▸ PROBLEM DESCRIPTION: Exact copy, no pictures: return all the records as they stand.

(Recorded data)
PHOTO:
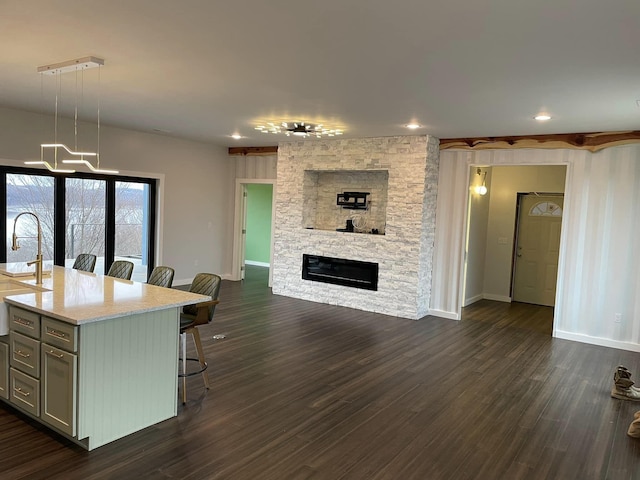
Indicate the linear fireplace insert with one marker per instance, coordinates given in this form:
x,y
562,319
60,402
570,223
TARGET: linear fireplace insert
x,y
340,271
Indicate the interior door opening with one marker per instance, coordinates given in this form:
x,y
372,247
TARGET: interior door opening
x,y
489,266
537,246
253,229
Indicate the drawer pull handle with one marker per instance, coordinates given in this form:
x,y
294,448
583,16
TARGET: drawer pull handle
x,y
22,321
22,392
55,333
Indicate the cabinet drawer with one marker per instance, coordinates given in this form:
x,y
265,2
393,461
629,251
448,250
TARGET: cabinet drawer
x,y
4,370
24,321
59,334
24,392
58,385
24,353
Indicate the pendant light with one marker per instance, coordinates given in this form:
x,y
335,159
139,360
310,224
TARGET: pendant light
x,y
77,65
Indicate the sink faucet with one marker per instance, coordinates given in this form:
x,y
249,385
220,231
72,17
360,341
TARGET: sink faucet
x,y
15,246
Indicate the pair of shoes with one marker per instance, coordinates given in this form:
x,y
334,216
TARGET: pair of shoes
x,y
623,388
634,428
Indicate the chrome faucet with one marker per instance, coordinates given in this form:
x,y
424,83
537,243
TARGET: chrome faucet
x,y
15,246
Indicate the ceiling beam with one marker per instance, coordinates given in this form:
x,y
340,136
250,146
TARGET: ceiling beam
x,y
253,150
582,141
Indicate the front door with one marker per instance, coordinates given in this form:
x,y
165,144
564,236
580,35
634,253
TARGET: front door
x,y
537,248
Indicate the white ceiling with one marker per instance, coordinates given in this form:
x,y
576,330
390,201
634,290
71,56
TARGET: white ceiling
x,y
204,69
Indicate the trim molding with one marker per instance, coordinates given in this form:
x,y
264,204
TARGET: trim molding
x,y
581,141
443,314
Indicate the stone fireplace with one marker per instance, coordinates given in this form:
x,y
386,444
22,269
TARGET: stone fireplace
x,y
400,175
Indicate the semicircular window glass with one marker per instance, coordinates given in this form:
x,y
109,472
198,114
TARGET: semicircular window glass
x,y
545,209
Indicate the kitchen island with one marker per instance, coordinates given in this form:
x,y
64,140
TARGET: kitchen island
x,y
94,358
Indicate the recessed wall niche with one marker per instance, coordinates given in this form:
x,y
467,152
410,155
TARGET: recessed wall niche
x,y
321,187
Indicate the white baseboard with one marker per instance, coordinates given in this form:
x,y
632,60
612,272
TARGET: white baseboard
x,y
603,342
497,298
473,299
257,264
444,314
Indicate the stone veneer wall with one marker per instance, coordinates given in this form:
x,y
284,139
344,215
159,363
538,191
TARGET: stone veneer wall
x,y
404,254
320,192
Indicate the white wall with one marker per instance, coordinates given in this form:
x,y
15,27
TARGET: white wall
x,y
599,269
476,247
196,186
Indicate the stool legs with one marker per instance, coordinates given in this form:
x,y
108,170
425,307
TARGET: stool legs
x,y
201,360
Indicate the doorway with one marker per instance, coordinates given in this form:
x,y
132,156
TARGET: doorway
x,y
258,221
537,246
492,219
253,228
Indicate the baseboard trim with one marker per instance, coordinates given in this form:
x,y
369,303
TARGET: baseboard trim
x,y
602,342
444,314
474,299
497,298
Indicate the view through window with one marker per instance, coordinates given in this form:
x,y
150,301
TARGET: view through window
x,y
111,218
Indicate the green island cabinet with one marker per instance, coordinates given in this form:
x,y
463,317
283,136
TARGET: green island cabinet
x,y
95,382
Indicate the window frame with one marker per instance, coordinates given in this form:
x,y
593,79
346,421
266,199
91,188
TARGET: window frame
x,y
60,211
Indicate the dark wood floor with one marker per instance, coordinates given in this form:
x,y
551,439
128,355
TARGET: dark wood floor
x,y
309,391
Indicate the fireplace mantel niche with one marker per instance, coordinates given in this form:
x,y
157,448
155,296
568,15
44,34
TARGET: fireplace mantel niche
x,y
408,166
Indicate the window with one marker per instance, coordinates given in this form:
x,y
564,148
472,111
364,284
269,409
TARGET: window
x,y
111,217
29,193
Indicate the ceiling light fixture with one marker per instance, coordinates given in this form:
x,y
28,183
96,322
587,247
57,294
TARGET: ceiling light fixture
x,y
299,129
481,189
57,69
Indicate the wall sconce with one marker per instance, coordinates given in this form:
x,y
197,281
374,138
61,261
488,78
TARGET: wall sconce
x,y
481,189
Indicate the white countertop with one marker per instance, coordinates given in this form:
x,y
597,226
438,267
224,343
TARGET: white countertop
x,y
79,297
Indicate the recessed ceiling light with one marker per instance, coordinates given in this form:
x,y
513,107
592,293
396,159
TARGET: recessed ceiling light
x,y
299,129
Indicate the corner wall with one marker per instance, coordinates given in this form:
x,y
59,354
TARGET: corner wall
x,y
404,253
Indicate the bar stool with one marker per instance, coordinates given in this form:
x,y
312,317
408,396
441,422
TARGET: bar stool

▸ RESULT OF THIS TASK:
PHOTO:
Indicate the linear fireplace insert with one marker per instance, coordinates given in this form:
x,y
562,319
60,402
570,223
TARGET: linear fireplace insert
x,y
340,271
Indicate the interior door opening with one marker per instance, coordinates given in this form:
x,y
372,247
TARGET: interior door opening
x,y
489,266
537,246
253,229
Indicate the drawer pull handle with one marker per instance, coordinates given in this form:
x,y
294,448
583,16
TARGET: drawer pull handle
x,y
22,321
22,392
55,333
Indicate the cabinet drawer with one marker per instance, coordinates given in this form:
x,y
265,2
393,461
629,251
448,250
TARGET: cabinet drawer
x,y
4,370
24,321
59,334
24,392
58,385
24,353
Indicate the pendant light with one marker per instance, coordinates given in this form:
x,y
335,159
139,360
310,224
TARGET: pendant light
x,y
77,65
Indicate the sink faucet with one marker per instance, coordinates given in this form:
x,y
249,385
220,231
72,17
360,341
TARGET: sink faucet
x,y
15,246
Indicate the pair of shoes with one marker per instance, coordinates given in this form:
x,y
334,216
TARGET: pair of shoes
x,y
623,388
634,428
Indicate the chrome faucet with one marker per instance, coordinates given in this form:
x,y
424,83
537,243
TARGET: chrome faucet
x,y
15,246
Indicate the ceiling beam with one marker per instance, coordinates given in this form:
x,y
340,136
250,146
TARGET: ceiling beam
x,y
253,150
582,141
Indicate the front door with one marker per instance, coordinates given in this form:
x,y
165,144
564,236
580,35
634,253
TARGET: front door
x,y
537,248
Indicate the white ceiling with one marker per instance, coordinates given in this form:
x,y
576,330
390,201
634,290
71,56
TARGET: white ceiling
x,y
204,69
Indicate the trim molding with one marker per instance, coordinates given in this form:
x,y
264,204
TARGET: trim molding
x,y
581,141
443,314
Indicate the stone fireplace with one marker per instance, coordinates given in this form:
x,y
386,444
22,269
TARGET: stone fireplace
x,y
400,175
Indicate the semicircular window glass with one marker per instance, coordinates given in this form:
x,y
109,472
198,114
TARGET: semicircular window glass
x,y
545,209
Indicate the kitchen island with one marker per instance, coordinates given in this form:
x,y
64,140
TARGET: kitchen island
x,y
94,358
Indicate the recessed wall niche with one marker per instance, coordinates given in this form:
x,y
467,152
410,155
TARGET: recessed wall niche
x,y
321,187
Indicate the white baseboard with one marker per instance, coordinates given in this form:
x,y
632,60
612,272
TARGET: white baseboard
x,y
603,342
497,298
473,299
257,264
444,314
Indicate the stone veneer wall with one marker per instance, coordinates given in this form:
x,y
284,139
344,215
159,363
538,191
TARGET: stone veneer wall
x,y
404,254
320,192
Indicate the white wall with one marker per instance, coordinates given in this form:
x,y
15,27
TARGET: white wall
x,y
599,269
476,247
196,186
Indicate the stool legs with one marker per instance, coordinates given in this form:
x,y
108,170
425,307
TARGET: stool legs
x,y
201,360
Indicate the doorway with one marker per instance, coordinates given in this form:
x,y
132,156
TARGET: doorway
x,y
258,221
537,246
492,219
253,228
Indicate the baseboard trim with one marker per instance, coordinates given in this form:
x,y
369,303
TARGET: baseboard trim
x,y
602,342
444,314
474,299
497,298
Indicate the view through window with one marker per instance, coordinates given in this form:
x,y
150,301
TARGET: view through window
x,y
111,218
Indicate the green island cabinet with one marker per instance, coordinates given in this form:
x,y
463,317
283,136
TARGET: green island cabinet
x,y
95,382
Indicate the window frame with one marker per instance, coordinates given in this form:
x,y
593,79
346,421
266,199
91,188
TARGET: window frame
x,y
60,211
Indicate the dark wood floor with one marker per instance, coordinates given in this form:
x,y
551,439
128,355
TARGET: dark wood floor
x,y
309,391
Indicate the fireplace mantel niche with one marker per instance, coordinates given in this form:
x,y
157,448
155,296
568,15
44,34
TARGET: fireplace mantel niche
x,y
408,166
Indicate the window with one marker per instance, coordinates given in this form:
x,y
564,148
472,111
364,284
269,409
TARGET: window
x,y
111,217
29,193
Indicate the ceiling light fixture with one marker per instance, coordinates given in this form:
x,y
28,183
96,322
587,247
57,294
TARGET: ceiling light fixture
x,y
299,129
481,189
57,69
Indicate the wall sconce with one marker per instance, coordinates given in this form:
x,y
197,281
374,138
61,261
488,78
TARGET: wall sconce
x,y
481,189
Indicate the white countertop with one marker per instance, coordinates given in this form:
x,y
597,226
438,267
224,343
TARGET: white countertop
x,y
79,297
Indicate the recessed ceiling light with one marker per instance, coordinates given in this form:
x,y
513,107
592,293
396,159
TARGET: recessed ceiling light
x,y
299,129
Indicate the corner wall with one marker per instance, coordinates given in this form:
x,y
59,354
TARGET: corner wall
x,y
404,253
Indicate the bar stool with one marker per instance, coordinates given in this form:
x,y
312,317
408,396
441,422
TARGET: bar stool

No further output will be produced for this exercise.